Estenda o texto sobre Teseu, escrevendo a continuação a partir da última frase dele.

• _Trecho exibido_
--

Teseu é um dos heróis mais importantes da mitologia grega clássica. Embora seus feitos não rivalizem em número nem em grandeza com os de Hércules - de quem, segundo algumas fontes, teria sido contemporâneo -, pode-se dizer que deixou um legado bem mais importante. Sim, pode-se falar em legado, pois tudo aponta para a probabilidade de ter havido um Teseu de carne e osso, que só não se pode dizer "histórico" porque viveu antes que a escrita fosse introduzida na Grécia. Seu papel, afora muitas façanhas guerreiras, foi o de libertar os gregos do domínio cretense e unificar as diversas pequenas cidades da região da Ática num Estado forte, tendo Atenas como capital. 

Obs.: Em Rei Morto, Rei Posto há algumas menções à escrita, inclusive uma parte em que Teseu escreve do próprio punho uma carta a seu pai. Não sei dizer se isso teria sido uma falha da autora - coisa pouco provável em se tratando de alguém que tão evidentemente possuía vasto conhecimento sobre a Antiguidade - ou se apenas estaria de acordo com as informações que a arqueologia podia oferecer na época em que o livro foi escrito (década de 50). Em todo caso, isso pode ser relevado, e de modo algum tira o mérito da história.

--

• _Informações exibidas_
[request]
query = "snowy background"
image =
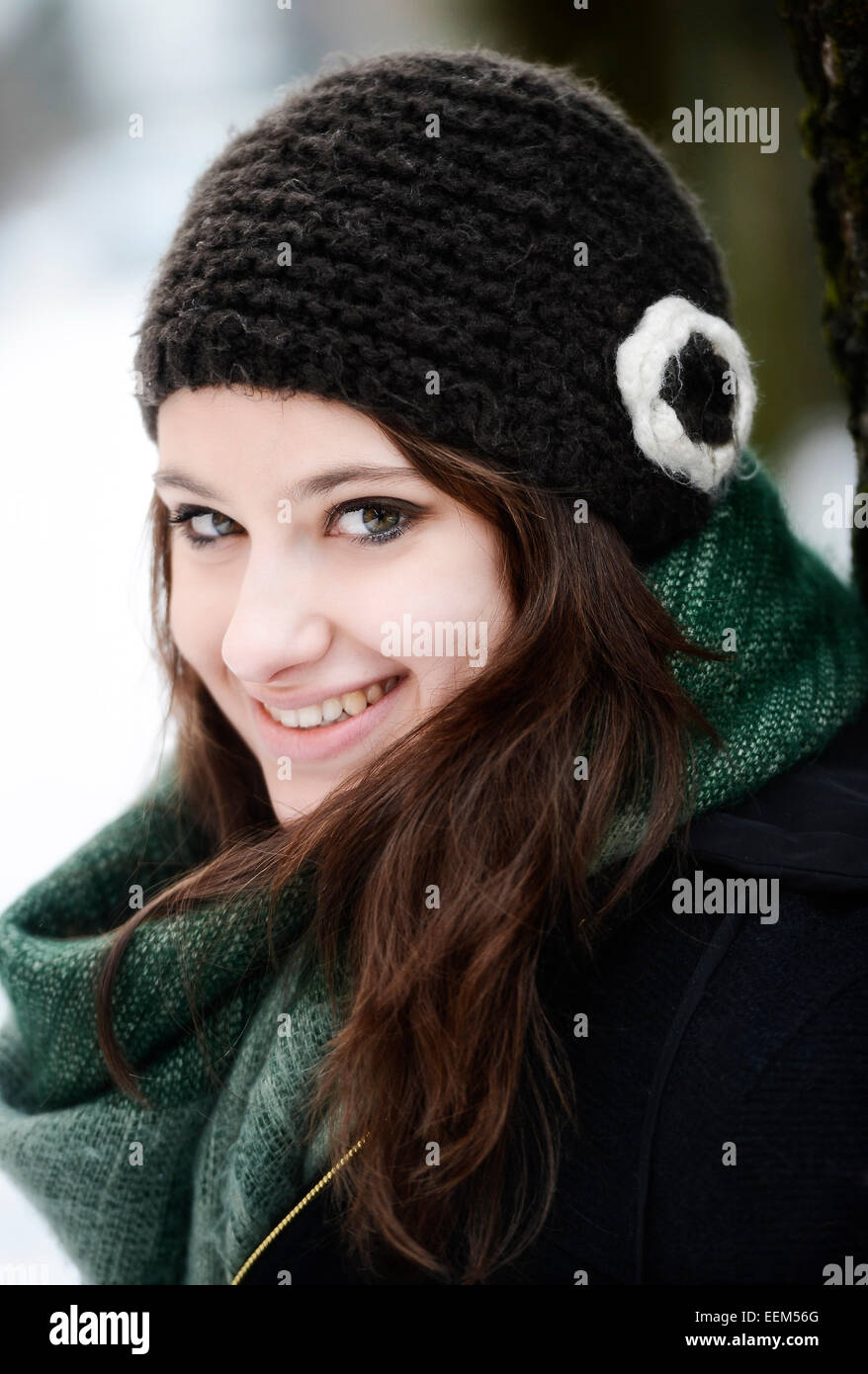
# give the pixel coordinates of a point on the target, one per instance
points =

--

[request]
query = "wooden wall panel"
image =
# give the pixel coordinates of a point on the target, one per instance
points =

--

• _A resposta_
A narrativa de Renault é em primeira pessoa e segue a lenda de perto. Teseu, rei de Atenas e já de idade avançada, rememora sua vida, desde sua infância na cidade de Trezena, onde nasceu, neto do rei local, Piteu. A princesa Etra, mãe de Teseu, foi a única filha legítima que restou ao rei, que perdeu os outros, bem como a esposa, vitimados por uma epidemia - e filhos bastardos, embora ele os tenha em quantidade, não contam para fins de sucessão, de modo que o pequeno Teseu é o presumível herdeiro do trono. Além de princesa, Etra é uma alta sacerdotisa; nunca se casou e há quem acredite que o pai de seu filho não é outro senão Poseidon, deus do mar. Teseu, é claro, gosta dessa ideia, mas, à medida em que cresce, vai achando-a cada vez mais improvável. Embora a questão de sua paternidade vá ter implicações bem mais sérias que essa em sua vida futura, por muito tempo a coisa que mais o preocupa é o fato de ser menor que a maioria dos rapazes de sua idade, enquanto era crença geral que os filhos de deuses distinguiam-se por serem muito mais altos que os outros homens - e, na Grécia da época, todo jovem desejava ser alto, o que representava uma vantagem na maioria das modalidades atléticas, além de deixá-los mais impressionantes no campo de batalha, portando elmo, escudo e lança.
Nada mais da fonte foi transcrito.